▸ Textauszug:
********************

Süddeutsche Zeitung

Afghanistan:Friedensgespräche mit Taliban: Afghanen suchen Weg aus dem blutigen Patt

  • In Afghanistan sterben bei Konflikten zwischen den Taliban und Regierungstruppen mehr Menschen als je zuvor. Keine Seite kann die andere besiegen.
  • In Kabul kommen diese Woche afghanische, US-amerikanische, chinesische und pakistanische Regierungsvertreter zusammen, um einen Termin für Friedensgespräche mit den Taliban zu vereinbaren.
  • Obwohl es Anzeichen gibt, dass die Taliban grundsätzlich zum Frieden bereit sind, gibt es viele Unwägbarkeiten, darunter die Zersplitterung der radikalen Islamisten sowie die Rolle Pakistans.

Von Tobias Matern

In der vergangenen Nacht waren die Ängste besonders quälend. Humayun Haqyar sagt, er habe zwei Schlaftabletten geschluckt, um zur Ruhe zu kommen. Zu groß war die Sorge. Um seine persönliche Situation, um die Zukunft in seinem Land. Der Lehrer aus der nordafghanischen Stadt Kundus spricht am Telefon über einen großen Traum: "Alle Afghanen brauchen dringend ein Leben in Frieden." Zu viele Menschen seien in den vergangenen Jahren gestorben, das Blutvergießen müsse endlich aufhören.

Humayun Haqyar heißt eigentlich anders, aber dieser Tage will kaum ein Afghane mit seinem richtigen Namen zitiert werden, wenn es um seine Haltung zu den Taliban geht. Zu überwältigend ist die Angst, dass die Islamisten sich an ihm rächen könnten, falls sie solche Äußerungen mitbekommen. "Ich unterstütze Friedensgespräche mit den Taliban. Falls sie nur unter gewissen Bedingungen an den Verhandlungstisch kommen, sollte sich die Regierung darauf einlassen", sagt er. Humayun Haqyar ist 28 Jahre alt. Die meiste Zeit seines Lebens in Afghanistan war von Instabilität geprägt. Der Ausnahmezustand ist für den jungen Afghanen die Normalität.

********************

▸ Datensatz:
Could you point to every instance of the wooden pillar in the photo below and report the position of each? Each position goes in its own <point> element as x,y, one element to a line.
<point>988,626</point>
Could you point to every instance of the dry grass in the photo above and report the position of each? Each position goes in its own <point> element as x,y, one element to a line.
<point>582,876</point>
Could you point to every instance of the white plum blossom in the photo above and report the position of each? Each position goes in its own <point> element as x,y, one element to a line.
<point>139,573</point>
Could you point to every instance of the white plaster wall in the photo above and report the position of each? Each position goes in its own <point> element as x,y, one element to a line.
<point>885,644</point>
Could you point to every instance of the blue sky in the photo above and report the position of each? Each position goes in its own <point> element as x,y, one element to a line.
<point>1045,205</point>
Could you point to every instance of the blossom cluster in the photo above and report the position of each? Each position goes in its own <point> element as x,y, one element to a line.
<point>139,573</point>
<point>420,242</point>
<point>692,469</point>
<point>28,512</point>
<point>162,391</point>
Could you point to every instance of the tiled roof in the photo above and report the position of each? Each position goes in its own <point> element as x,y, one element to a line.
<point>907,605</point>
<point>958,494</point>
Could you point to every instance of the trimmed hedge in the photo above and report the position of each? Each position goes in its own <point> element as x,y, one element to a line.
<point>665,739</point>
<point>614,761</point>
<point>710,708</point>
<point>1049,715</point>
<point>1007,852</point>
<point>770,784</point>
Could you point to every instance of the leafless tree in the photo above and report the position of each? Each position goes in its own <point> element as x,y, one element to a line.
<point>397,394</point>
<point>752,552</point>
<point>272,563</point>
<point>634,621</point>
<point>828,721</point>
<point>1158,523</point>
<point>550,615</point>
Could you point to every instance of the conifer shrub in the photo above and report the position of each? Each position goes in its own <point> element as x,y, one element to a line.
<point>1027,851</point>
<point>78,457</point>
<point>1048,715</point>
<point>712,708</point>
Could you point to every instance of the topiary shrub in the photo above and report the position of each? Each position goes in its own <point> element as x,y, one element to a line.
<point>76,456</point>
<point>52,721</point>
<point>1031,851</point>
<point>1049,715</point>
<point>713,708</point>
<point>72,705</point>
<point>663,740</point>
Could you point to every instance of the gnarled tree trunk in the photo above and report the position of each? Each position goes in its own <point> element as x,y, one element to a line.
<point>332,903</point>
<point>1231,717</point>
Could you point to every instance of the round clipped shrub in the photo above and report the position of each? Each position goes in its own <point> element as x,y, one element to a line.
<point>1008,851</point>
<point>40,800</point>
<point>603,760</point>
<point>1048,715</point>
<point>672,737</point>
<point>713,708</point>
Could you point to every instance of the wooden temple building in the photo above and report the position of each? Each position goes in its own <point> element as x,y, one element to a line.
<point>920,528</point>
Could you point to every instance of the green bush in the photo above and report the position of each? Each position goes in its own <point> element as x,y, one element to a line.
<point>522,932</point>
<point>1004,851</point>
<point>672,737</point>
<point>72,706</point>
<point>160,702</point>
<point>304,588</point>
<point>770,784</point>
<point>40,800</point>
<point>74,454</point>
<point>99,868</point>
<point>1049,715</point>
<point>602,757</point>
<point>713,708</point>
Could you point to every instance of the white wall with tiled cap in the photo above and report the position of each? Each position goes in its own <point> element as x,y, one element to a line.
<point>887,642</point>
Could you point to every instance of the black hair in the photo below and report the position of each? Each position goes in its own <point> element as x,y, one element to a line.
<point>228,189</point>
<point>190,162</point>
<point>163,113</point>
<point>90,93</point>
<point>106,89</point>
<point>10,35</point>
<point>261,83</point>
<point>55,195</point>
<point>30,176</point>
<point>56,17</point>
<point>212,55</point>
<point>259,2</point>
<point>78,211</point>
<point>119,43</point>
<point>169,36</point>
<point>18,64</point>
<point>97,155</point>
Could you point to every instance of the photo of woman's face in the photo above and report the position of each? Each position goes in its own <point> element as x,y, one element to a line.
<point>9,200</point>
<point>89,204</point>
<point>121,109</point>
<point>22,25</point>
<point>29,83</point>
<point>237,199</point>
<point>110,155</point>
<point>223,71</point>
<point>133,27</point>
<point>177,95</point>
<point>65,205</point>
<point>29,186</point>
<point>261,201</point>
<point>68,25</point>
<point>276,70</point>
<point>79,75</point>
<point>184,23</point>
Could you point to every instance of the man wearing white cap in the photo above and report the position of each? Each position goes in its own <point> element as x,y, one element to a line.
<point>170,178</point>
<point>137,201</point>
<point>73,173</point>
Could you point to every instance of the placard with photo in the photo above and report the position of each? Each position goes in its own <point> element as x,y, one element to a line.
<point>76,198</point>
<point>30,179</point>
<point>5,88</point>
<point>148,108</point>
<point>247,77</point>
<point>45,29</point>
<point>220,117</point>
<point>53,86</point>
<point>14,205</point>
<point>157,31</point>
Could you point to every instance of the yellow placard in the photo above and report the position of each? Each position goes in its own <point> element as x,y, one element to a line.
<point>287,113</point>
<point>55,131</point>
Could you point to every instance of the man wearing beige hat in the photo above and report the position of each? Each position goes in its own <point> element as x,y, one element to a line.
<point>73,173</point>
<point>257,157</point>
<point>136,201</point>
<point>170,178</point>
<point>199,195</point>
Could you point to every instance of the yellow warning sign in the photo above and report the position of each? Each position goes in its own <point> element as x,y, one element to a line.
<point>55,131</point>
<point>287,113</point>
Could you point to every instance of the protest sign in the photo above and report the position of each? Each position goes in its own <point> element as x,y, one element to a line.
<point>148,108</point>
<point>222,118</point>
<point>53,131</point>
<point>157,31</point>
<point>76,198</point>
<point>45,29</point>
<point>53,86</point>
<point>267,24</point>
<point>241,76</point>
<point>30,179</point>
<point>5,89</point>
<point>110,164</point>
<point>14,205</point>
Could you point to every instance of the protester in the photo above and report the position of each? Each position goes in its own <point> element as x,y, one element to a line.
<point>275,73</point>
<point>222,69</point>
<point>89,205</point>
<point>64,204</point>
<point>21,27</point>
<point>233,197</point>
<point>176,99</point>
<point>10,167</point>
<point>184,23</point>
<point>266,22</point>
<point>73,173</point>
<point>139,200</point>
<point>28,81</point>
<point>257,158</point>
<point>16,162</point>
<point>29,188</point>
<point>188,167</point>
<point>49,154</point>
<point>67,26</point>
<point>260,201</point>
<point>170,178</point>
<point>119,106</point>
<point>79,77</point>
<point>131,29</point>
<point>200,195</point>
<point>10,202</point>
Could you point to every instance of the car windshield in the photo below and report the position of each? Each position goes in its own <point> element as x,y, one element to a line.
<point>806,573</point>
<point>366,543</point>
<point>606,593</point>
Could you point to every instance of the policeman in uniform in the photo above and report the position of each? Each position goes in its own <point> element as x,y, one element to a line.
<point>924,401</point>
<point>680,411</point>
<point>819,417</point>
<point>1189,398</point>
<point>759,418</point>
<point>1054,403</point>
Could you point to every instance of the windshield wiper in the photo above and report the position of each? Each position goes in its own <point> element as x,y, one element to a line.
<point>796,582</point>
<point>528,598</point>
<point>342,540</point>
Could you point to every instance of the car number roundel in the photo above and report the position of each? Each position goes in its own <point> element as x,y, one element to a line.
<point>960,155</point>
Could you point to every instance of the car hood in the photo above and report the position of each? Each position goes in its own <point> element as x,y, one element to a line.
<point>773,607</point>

********************

▸ Aufgaben:
1 > Wie alt ist Humayun Haqyar laut dem Textauszug?
2 > Bearbeite die Zeilen im Datensatz von der Zeile mit „Could you point to every instance of the policeman“ bis zur Zeile mit „<point>342,540</point>“: Ersetze „windshield wiper“ durch „wiper blade“ und gib nur diese Zeilen sonst unverändert wieder.

▸ Lösungen:
1 > 28 Jahre.

2 >
Could you point to every instance of the policeman in uniform in the photo above and report the position of each? Each position goes in its own <point> element as x,y, one element to a line.
<point>924,401</point>
<point>680,411</point>
<point>819,417</point>
<point>1189,398</point>
<point>759,418</point>
<point>1054,403</point>
Could you point to every instance of the wiper blade in the photo above and report the position of each? Each position goes in its own <point> element as x,y, one element to a line.
<point>796,582</point>
<point>528,598</point>
<point>342,540</point>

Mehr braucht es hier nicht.